TASK BRIEF:
Could you quote the stretch from "DNA and diabetes." through "treatments for diabetes." in the talk summary on DNA and diabetes below, word for word?

Dr. Zoe Waller, 28th July 2016.

Dr. Zoe Waller, 28th July 2016.

Dr. Zoe Waller, (on right of photograph) Lecturer in Chemical Biology at UEA.

DNA and diabetes.

Zoe’s research involves the complex study of the genes that influence diabetes, particularly through her screening of new compounds that can react on special DNA structures within the gene with the aim of finding more effective treatments for diabetes.

Zoe started with an explanation about DNA itself of which knowledge has advanced remarkably over recent years and it was only as recently as 2003 that the full human genome was sequenced. The human genome has an amazing 3 billion base pairs in each chain of DNA with the chain arranged in the now well-known double helix. Within these chains there are also what are known as alternative structures and it has recently been discovered that such structures can switch genes on and off.

DNA itself is the blueprint for life and though present in a constant form in every person’s cells it will actually change over a lifetime. It forms RNA that is a shorter-lived working copy and this is used to make the body’s proteins. Since diabetes is 88% genetic with only 12% non-genetic causes, it is thus vital that we better understand the genetics of diabetes.

What is now known is that where DNA folds to form the previously mentioned alternative structures in what are termed "polymorphic regions" of the insulin gene, these structures can for example influence how much insulin is made, thus directly affecting an individual’s diabetes. From this the research is thus looking for compounds that can switch an insulin gene on.

With her present research project nearing completion Zoe is now actively seeking funds for the next stage in the evaluation of those compounds she has found and has yet to find that can change gene expression.

Dr. Elise Wright, her post-doc researcher, supported Zoe and both entered into a lively discussion with the Group and it was obvious that the Group greatly valued both their research and presentation. In wishing them every success with their further work the Group sincerely hoped that in this time of reducing scientific research budgets that their grant applications would be well received.

DATASET ENTRIES:
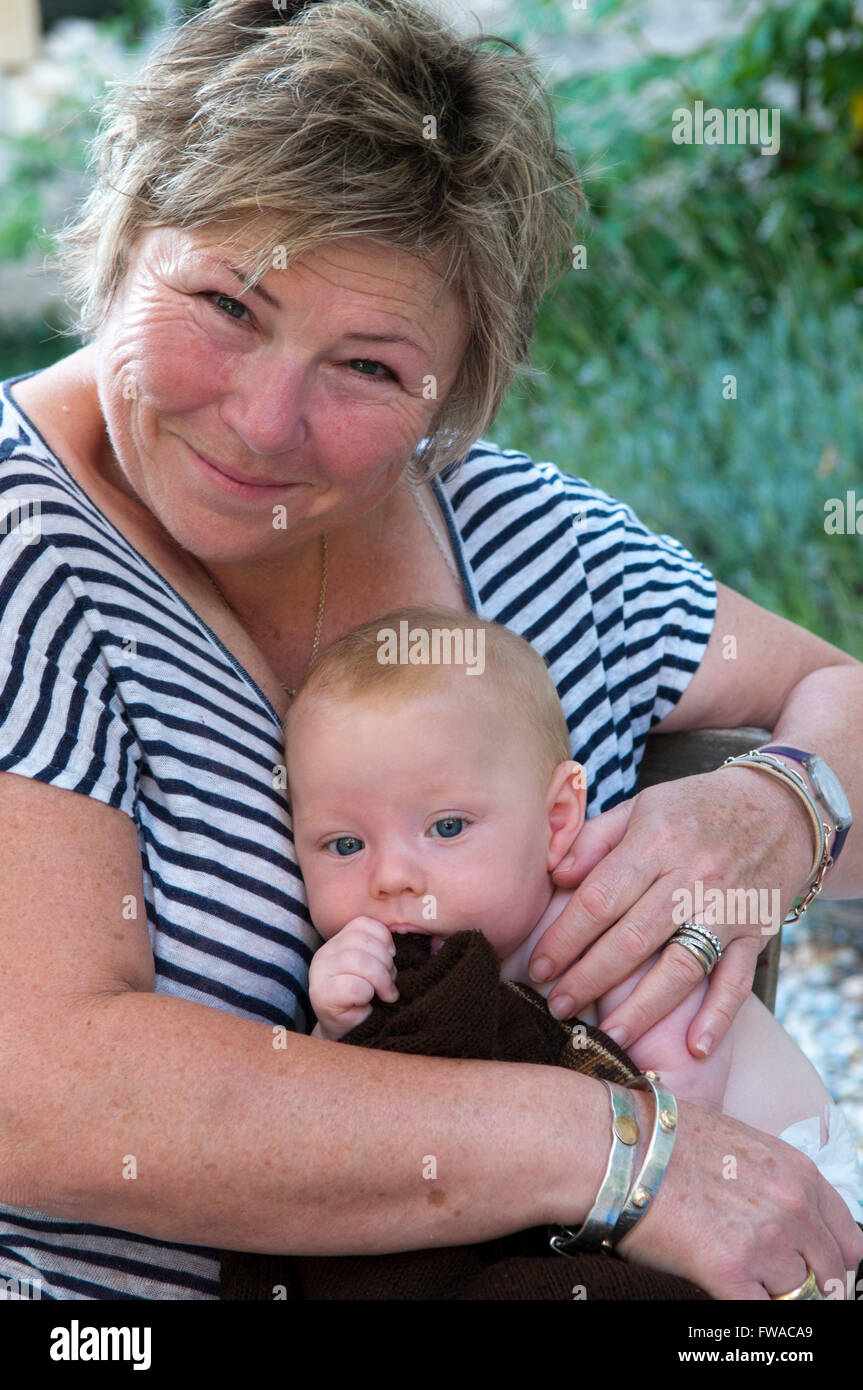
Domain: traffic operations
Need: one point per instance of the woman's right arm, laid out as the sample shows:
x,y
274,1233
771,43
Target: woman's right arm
x,y
313,1147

EXPECTED OUTPUT:
DNA and diabetes.

Zoe’s research involves the complex study of the genes that influence diabetes, particularly through her screening of new compounds that can react on special DNA structures within the gene with the aim of finding more effective treatments for diabetes.